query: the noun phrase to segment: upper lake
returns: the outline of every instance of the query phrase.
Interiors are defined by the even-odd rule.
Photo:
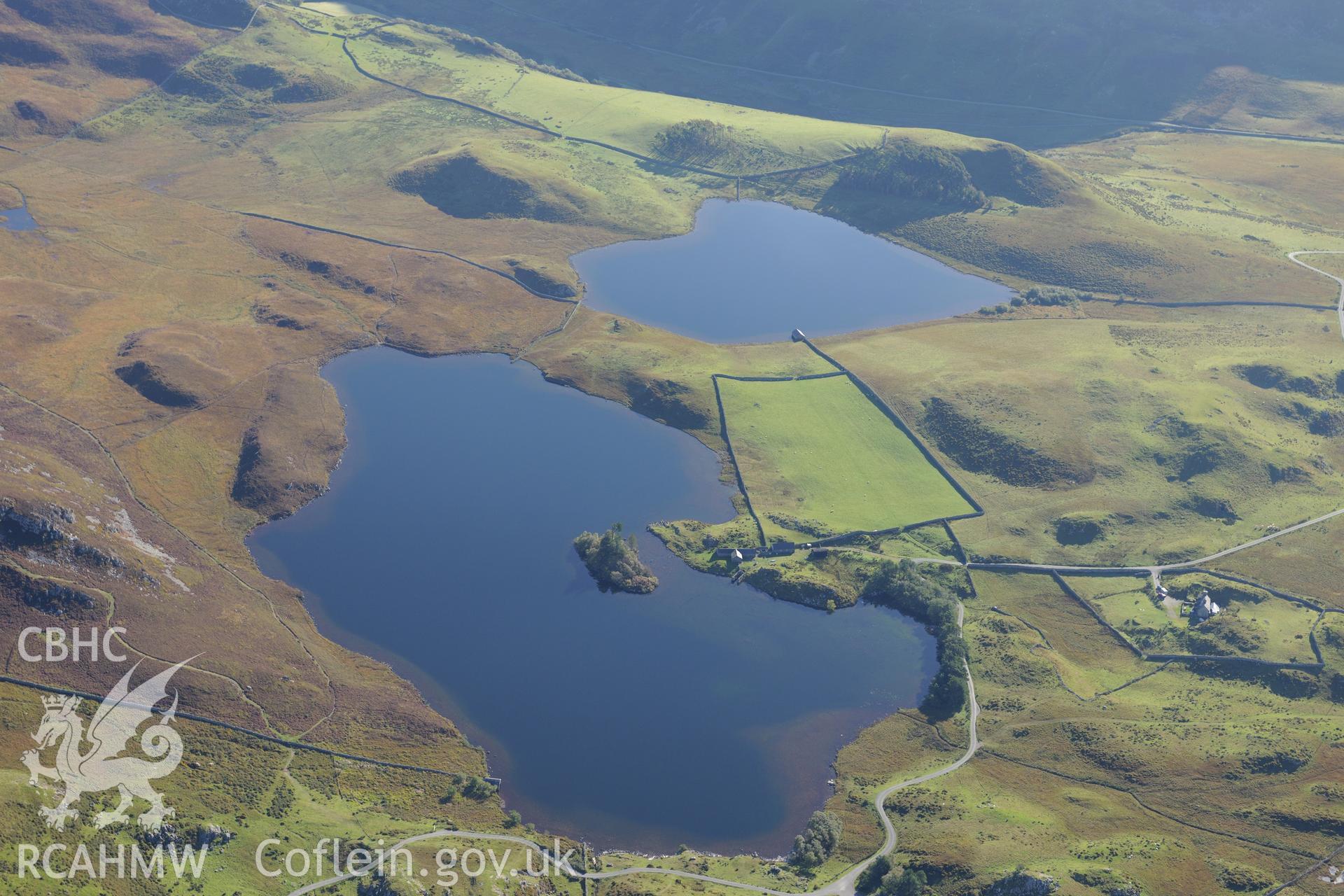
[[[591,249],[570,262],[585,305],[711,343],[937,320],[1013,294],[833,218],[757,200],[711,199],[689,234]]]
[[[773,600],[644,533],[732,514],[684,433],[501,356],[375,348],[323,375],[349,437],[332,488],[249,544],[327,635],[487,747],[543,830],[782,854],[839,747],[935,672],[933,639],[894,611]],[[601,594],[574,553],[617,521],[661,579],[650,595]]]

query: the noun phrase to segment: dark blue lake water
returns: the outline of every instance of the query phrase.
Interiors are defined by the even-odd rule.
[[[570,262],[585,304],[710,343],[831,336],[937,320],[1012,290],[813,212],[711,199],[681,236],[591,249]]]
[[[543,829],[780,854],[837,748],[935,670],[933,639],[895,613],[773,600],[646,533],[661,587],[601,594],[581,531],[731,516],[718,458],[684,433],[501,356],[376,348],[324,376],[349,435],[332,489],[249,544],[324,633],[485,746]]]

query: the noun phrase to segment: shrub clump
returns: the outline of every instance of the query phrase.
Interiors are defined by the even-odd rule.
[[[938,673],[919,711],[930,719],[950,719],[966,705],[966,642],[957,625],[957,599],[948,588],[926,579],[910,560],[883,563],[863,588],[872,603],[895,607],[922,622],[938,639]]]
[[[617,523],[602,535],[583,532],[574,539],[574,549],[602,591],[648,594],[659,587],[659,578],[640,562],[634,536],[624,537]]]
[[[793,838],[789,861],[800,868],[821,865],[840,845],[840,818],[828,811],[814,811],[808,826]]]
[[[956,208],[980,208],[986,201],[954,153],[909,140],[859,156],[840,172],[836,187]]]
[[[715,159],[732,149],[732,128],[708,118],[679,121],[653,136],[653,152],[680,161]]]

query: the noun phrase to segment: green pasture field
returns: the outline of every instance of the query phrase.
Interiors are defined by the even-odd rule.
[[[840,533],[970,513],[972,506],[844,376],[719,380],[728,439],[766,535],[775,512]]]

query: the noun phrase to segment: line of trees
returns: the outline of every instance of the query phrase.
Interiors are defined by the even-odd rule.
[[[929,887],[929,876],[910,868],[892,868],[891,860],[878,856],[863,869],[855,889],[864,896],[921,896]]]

-- -- --

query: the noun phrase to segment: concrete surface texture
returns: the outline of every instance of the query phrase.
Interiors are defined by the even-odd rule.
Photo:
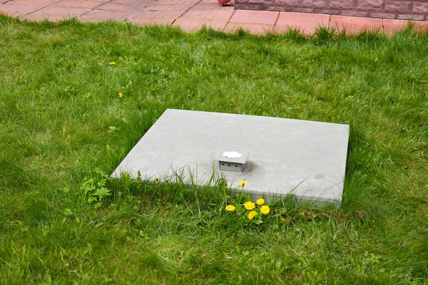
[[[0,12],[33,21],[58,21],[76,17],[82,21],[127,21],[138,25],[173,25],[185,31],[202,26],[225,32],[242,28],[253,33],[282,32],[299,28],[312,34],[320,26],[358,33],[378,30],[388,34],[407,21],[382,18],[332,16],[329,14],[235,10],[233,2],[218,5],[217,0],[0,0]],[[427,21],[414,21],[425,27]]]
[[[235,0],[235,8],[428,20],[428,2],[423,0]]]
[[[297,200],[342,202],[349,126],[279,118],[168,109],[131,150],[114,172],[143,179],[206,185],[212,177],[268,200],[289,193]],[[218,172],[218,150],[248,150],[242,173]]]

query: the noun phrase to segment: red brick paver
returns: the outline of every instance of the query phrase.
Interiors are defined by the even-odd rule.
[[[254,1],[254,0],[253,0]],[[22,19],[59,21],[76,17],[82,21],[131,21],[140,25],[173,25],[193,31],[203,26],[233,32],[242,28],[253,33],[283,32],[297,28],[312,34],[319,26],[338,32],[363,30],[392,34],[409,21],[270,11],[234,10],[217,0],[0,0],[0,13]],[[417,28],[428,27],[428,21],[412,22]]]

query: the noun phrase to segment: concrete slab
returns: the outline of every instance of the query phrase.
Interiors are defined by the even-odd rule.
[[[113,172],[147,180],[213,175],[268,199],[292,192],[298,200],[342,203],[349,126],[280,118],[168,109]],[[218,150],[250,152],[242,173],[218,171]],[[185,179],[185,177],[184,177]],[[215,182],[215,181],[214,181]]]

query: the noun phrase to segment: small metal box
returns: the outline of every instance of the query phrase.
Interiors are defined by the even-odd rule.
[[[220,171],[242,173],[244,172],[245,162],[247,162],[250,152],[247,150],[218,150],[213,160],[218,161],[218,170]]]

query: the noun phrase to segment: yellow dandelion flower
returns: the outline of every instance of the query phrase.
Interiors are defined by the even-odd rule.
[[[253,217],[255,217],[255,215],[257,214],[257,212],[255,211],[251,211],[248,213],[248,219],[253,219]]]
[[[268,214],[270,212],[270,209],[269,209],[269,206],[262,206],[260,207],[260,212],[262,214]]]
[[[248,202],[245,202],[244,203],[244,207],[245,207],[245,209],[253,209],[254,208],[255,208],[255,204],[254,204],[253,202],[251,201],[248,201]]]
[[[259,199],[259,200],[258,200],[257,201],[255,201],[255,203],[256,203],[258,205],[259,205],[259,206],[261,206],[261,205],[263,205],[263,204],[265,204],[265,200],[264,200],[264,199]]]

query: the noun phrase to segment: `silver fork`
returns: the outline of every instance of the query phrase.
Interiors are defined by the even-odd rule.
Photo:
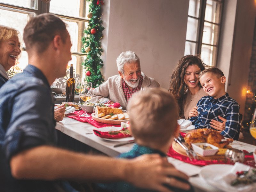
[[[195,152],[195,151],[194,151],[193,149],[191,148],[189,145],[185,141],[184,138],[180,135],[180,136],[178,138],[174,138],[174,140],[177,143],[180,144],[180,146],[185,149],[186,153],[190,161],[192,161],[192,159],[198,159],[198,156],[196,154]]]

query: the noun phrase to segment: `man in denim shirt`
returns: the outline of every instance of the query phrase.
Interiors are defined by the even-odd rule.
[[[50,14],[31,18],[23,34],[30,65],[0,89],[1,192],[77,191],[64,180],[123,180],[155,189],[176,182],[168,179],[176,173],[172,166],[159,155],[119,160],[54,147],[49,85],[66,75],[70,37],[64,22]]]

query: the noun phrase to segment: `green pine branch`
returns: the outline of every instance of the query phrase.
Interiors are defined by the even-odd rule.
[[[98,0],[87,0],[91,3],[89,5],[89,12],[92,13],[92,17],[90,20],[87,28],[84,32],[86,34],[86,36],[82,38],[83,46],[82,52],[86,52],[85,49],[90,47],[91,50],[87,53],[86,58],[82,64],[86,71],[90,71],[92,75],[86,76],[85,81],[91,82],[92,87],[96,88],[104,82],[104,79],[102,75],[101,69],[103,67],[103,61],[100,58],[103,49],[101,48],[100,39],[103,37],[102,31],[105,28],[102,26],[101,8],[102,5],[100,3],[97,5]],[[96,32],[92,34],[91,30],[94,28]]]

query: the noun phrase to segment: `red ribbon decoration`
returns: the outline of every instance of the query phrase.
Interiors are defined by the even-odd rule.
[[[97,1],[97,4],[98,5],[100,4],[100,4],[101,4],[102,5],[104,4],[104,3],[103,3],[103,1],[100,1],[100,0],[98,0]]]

-- -- --

Enunciado del ejercicio -
Extrae de los datos cada línea en la que aparezca la palabra "green".

Solución del ejercicio -
query: the noun phrase to segment: green pasture field
query: the noun phrase to segment: `green pine branch`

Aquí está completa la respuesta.